■ Travail demandé
1 - D'après l'extrait sur la fraternité, à quel moment les mots « individualisme » et « égoïsmes » ont-ils fait irruption dans le discours politique ?
2 - Poursuivez l'extrait sur la fraternité à partir de sa dernière phrase.

■ Extrait
------------------------------

Et la fraternité est, plus encore que la liberté et l’égalité, par définition, quelque chose qui ne sera jamais achevé. Si la fraternité n’est pas elle aussi un mouvement permanent, une conquête de tous les jours tournée vers ceux qui en ont le plus besoin, elle cède très vite le pas à l’individualisme qui, dans la pratique, conduit tout droit à l’égoïsme.

Or, ces mots, individualisme, égoïsmes, étaient absents des discours politiques il y a une dizaine d’années. On ne les entendait que dans les conversations privées. Soudain, au tournant 1983-1984, ils ont fait irruption dans le discours politique des personnages les plus éminents de la société actuelle : « l’État est devenu trop puissant. Il étouffe l’initiative individuelle ; il est omniprésent ; il faut restaurer dans sa grandeur et sa dignité l’initiative privée et l’individualisme ». Même des hommes de gauche ont exalté l’individualisme.

Dans une société qui se veut libre, attachée à une conquête incessante de l’égalité et de la fraternité, dans une société de citoyens tous peuplant la même cité, comment peut-on être individualiste ? On n’y aboutit jamais par un raisonnement politique : on n’aboutit à cette conclusion que par une certaine analyse économique : il faut favoriser l’initiative individuelle (on glisse très vite d’initiative individuelle à individualisme) car elle fait la prospérité de la société.

Avec cette logique dite du néolibéralisme économique, nous retournons plus d’un siècle en arrière. En effet, au milieu du siècle dernier, à l’Assemblée nationale, Montalembert parlait de ce qu’il avait vu : des enfants de dix à douze ans, travaillant douze heures par jour dans les ateliers ou des usines textiles. « Et, disait-il dans ce débat célèbre, comme les enfants avaient tendance à s’endormir, on emprisonnait leurs genoux dans des cylindres de fer blanc pour qu’ils ne s’écroulent pas ». Nous avons fait des progrès chez nous en matière de travail des enfants grâce aux luttes incessantes, grâce au combat démocratique qui a permis de conquérir des droits. L’équivalent reste à faire au niveau de bien d’autres pays dans le monde.

La conquête des droits a stimulé le progrès technologique

Mais, reprenons l’histoire de la conquête de ces droits qui fait la grandeur de la démocratie. Lorsqu’en France, on a voulu réglementer le travail des enfants et l’interdire, interdire le travail des femmes la nuit, les meilleurs esprits ont hurlé : « comment ! Vous voulez casser la machine économique ! » Et lorsqu’on a voulu mettre en place l’impôt progressif sur le revenu, qui nous paraît aujourd’hui une mesure démocratique bien élémentaire, les mêmes ou leurs héritiers ont aussi crié : « Vous voulez cassez la source de la prospérité de ce pays ». Il n’y a pas si longtemps, les congés payés, puis à la Libération, la Sécurité Sociale, devaient être la ruine de la société.

------------------------------

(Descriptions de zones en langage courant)
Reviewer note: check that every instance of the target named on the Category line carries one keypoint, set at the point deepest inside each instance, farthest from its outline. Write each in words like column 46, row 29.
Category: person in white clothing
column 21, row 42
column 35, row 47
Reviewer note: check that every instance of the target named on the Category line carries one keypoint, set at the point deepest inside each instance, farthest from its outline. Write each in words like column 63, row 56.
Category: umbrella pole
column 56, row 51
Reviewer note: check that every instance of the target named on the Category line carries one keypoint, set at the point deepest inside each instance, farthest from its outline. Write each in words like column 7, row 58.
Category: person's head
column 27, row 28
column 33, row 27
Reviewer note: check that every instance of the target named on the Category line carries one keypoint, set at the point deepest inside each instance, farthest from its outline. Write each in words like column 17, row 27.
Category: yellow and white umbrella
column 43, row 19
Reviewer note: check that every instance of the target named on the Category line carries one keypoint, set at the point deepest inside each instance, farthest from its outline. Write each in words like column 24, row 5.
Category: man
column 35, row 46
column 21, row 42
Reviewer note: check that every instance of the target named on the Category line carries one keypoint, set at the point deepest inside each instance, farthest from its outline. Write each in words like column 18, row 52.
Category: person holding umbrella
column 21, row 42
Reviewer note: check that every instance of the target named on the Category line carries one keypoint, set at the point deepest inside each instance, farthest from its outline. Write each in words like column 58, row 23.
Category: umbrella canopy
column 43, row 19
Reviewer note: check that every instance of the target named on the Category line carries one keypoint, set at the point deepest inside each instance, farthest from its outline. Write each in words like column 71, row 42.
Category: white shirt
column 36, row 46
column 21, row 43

------------------------------

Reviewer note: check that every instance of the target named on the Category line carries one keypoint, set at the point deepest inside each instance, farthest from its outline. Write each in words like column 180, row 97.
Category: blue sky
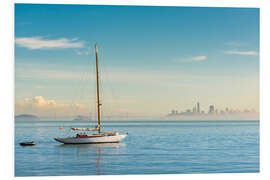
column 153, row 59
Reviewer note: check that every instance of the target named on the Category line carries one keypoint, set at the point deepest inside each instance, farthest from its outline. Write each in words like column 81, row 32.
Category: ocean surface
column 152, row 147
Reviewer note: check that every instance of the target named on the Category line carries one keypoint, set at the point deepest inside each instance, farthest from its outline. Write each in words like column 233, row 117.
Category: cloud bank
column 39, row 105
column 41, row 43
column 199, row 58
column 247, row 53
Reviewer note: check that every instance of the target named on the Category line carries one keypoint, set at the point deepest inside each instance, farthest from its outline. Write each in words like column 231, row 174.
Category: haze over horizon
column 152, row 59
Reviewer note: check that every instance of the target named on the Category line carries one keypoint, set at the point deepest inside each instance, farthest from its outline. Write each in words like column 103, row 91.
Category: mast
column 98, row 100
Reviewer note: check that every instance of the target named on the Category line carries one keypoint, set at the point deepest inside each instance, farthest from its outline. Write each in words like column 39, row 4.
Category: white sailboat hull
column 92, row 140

------------------------------

■ Réponses
1 - Au tournant 1983-1984.

2 -
Or, ces droits sociaux entrés dans les mœurs n’ont pas cassé le système économique, bien au contraire. Chacun de ces progrès est devenu par contre coup un stimulant poussant les responsables d’entreprises, les ingénieurs, les chefs du personnel à trouver d’autres moyens pour développer la productivité.

Les spécialistes de l’histoire économique des USA savent très bien que l’industrie américaine n’a pas amélioré sa productivité aussi longtemps qu’elle a pu compter sur des vagues d’immigrants acceptant à bas prix d’effectuer les plus basses besognes dans des conditions souvent détestables. Mais lorsque ces vagues d’immigration se sont ralenties, de nouvelles inventions ont été mises en œuvre pour augmenter la productivité des entreprises. Loin d’être historiquement un frein au progrès économique, la conquête des droits sociaux a toujours stimulé un progrès humain et technologique ; sinon, nous en serions encore au stade de la première démocratie, celle des citoyens d’Athènes, dont la citoyenneté s’appuyait sur une classe d’esclaves.

Avons-nous vraiment tiré les leçons de cette histoire ? Personnellement, j’en doute puisque, après trente ans de prospérité en Occident, les préoccupations économiques ont été propulsées au premier plan dans les priorités des gens. Ensuite l’arrivée de la crise sous ses formes diverses a encore renforcé dans la tête de nos concitoyens l’idée que l’économie devrait figurer au premier plan de nos préoccupations. Ainsi une forme d’économisme, dont on ne définit pas les finalités humaines, sociales et culturelles , s’est imposée dans la pensée dominante, au détriment des ambitions démocratiques.

Attention au déclin de la foi démocratique

Au nom de l’économisme, une idéologie néolibérale a pu s’épanouir au point que la construction européenne est déjà engagée dans une voie très claire depuis quelques mois : la directive introduisant la libre circulation des capitaux à l’intérieur de la communauté européenne est adoptée. Elle a été signée et deviendra effective le 1er juillet 1990. Une fois qu’on a posé les bases de cette Europe financière, on veut travailler à « l’espace social européen ». Mais avec quels atouts dans la négociation puisqu’on a déjà accordé la libre circulation des capitaux ?

Le débat sur l’Europe sociale prend bien peu de place alors que nous voulons faire une construction européenne pour présenter aux Européens et au reste du monde un nouveau modèle de développement économique, une nouvelle conception de la croissance à finalité humaine dans le respect des grandes traditions culturelles humanistes de l’Europe. Cet objectif majeur ne peut jamais être contenu dans un économisme, et ne peut apparaître que dans un renouvellement de la pensée démocratique.

Une démocratie qui resterait statique irait inévitablement sur sa fin. Ce n’est pas le déclin de nos sociétés que je redoute, mais celui de la foi démocratique. Le cœur du problème, est le suivant : est-ce que la ferveur et l’ambition démocratiques sont en déclin dans nos sociétés ? Leur avons-nous substitué d’autres objectifs seulement mesurables en termes de PNB, de pouvoir d’achat, de balance commerciale, de taux d’intérêts ? Si tel est le cas, alors, nous assisterons au dépérissement de la démocratie.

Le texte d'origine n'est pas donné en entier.